WRITTEN EXERCISE —
Reproduce verbatim every line from the one containing "[pin] foreground meadow" through the end of the rows, and nothing else.

►

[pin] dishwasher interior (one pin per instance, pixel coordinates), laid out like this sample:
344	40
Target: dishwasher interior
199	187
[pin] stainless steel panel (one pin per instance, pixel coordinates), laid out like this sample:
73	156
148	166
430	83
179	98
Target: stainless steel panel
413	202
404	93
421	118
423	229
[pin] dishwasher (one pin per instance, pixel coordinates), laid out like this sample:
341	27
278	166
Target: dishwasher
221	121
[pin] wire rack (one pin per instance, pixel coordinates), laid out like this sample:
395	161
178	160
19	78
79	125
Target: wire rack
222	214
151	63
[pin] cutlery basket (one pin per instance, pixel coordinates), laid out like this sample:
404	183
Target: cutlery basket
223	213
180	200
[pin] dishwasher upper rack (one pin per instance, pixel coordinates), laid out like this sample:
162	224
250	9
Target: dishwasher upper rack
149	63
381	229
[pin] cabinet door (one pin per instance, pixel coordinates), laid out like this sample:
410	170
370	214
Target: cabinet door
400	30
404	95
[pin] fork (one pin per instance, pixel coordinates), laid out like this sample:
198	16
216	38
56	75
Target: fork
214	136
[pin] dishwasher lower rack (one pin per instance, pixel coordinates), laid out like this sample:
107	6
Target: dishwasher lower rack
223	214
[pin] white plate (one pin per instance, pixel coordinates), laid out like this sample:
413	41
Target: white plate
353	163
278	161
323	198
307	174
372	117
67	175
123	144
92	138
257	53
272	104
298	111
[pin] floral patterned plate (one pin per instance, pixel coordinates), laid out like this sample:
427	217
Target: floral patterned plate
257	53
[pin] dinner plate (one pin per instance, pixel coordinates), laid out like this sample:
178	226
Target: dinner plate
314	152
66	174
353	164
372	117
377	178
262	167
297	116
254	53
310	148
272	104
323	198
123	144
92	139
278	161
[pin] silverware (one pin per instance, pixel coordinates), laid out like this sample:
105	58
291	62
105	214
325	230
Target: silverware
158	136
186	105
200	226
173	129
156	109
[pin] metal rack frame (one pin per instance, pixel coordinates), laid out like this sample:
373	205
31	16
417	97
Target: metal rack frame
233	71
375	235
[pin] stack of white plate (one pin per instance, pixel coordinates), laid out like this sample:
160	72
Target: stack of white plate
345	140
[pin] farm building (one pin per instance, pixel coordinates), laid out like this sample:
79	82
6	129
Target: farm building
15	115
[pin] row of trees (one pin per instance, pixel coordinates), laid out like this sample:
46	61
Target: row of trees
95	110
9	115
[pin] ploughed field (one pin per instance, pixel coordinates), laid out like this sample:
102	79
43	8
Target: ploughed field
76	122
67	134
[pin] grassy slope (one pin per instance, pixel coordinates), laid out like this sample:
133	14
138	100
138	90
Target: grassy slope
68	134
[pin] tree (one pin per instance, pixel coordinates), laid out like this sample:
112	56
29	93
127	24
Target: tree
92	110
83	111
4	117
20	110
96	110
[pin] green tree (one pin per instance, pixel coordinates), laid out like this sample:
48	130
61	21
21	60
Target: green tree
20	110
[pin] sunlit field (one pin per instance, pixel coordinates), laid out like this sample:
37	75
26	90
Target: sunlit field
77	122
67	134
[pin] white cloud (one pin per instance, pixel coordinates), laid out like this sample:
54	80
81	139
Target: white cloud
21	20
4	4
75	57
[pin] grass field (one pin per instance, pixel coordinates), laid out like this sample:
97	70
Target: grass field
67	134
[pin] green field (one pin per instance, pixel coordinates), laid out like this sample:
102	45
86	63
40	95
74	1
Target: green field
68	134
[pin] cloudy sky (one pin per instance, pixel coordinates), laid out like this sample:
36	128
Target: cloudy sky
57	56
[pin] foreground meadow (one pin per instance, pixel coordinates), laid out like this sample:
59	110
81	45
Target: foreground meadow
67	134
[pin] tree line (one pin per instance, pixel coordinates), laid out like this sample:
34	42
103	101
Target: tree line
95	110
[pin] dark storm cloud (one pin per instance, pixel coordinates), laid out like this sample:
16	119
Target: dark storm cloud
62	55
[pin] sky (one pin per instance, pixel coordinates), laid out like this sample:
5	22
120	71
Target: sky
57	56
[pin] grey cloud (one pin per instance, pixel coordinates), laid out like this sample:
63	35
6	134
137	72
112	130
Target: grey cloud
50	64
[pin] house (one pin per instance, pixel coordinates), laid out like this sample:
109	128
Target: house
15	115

◄

RESPONSE FOR THIS EXERCISE —
[pin] foreground meadow (one pin per instance, pixel coordinates), laid out like this sample:
59	110
81	45
Target: foreground meadow
67	134
[pin] tree line (one pin per instance, pixel coordinates), laid out like this sample:
34	42
103	101
Target: tree line
95	110
[pin] dark storm cloud (one pin per instance, pixel coordinates), laid out like this sample:
16	119
Target: dark storm cloud
62	55
[pin] sky (one pin per instance, pixel coordinates), laid out like this sample:
5	22
120	71
Target: sky
57	56
[pin] grey cloud (one pin per instance, pixel coordinates), laid out like this sample:
63	35
6	134
137	72
112	130
Target: grey cloud
50	64
[pin] house (one pin per instance, pixel coordinates), laid out like this sample:
109	128
Target: house
15	115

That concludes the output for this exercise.